_SUPPLIED PASSAGE:_

A PyTorch Implementation of Skipper, proposed in the ICLR 2024 paper
Consciousness-Inspired Spatio-Temporal Abstractions for Better Generalization in Reinforcement Learning
-- Mingde Zhao, Safa Alver, Harm van Seijen, Romain Laroche, Doina Precup, Yoshua Bengio
-
Create a virtual environment with conda or venv (we used Python 3.9)
-
Install PyTorch according to the official guidelines, make sure it recognizes your accelerators
-
pip install -r requirements.txt
run_minigrid_mp.py
: a multi-processed experiment initializer for Skipper agents.

_SET EXERCISE:_ Revise the stretch of the Skipper setup text from "A PyTorch Implementation" through "for Skipper agents." so that "Miniconda" stands wherever "conda" appears, and write out that stretch.

_DATA PROVIDED:_
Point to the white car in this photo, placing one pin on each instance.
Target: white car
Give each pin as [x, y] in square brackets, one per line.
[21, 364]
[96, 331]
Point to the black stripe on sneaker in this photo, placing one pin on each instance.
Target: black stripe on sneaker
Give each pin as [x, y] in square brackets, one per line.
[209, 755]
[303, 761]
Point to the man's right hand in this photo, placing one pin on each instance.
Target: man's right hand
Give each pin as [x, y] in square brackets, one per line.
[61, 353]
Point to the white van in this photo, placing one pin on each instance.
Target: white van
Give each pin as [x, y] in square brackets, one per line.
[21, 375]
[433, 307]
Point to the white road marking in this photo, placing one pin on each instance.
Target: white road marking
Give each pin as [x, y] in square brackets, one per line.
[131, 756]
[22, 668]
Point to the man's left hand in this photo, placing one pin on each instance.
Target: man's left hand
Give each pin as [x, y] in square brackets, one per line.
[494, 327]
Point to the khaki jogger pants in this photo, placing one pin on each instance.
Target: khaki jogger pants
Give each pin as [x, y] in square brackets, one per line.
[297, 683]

_COMPLETED TASK:_
A PyTorch Implementation of Skipper, proposed in the ICLR 2024 paper
Consciousness-Inspired Spatio-Temporal Abstractions for Better Generalization in Reinforcement Learning
-- Mingde Zhao, Safa Alver, Harm van Seijen, Romain Laroche, Doina Precup, Yoshua Bengio
-
Create a virtual environment with Miniconda or venv (we used Python 3.9)
-
Install PyTorch according to the official guidelines, make sure it recognizes your accelerators
-
pip install -r requirements.txt
run_minigrid_mp.py
: a multi-processed experiment initializer for Skipper agents.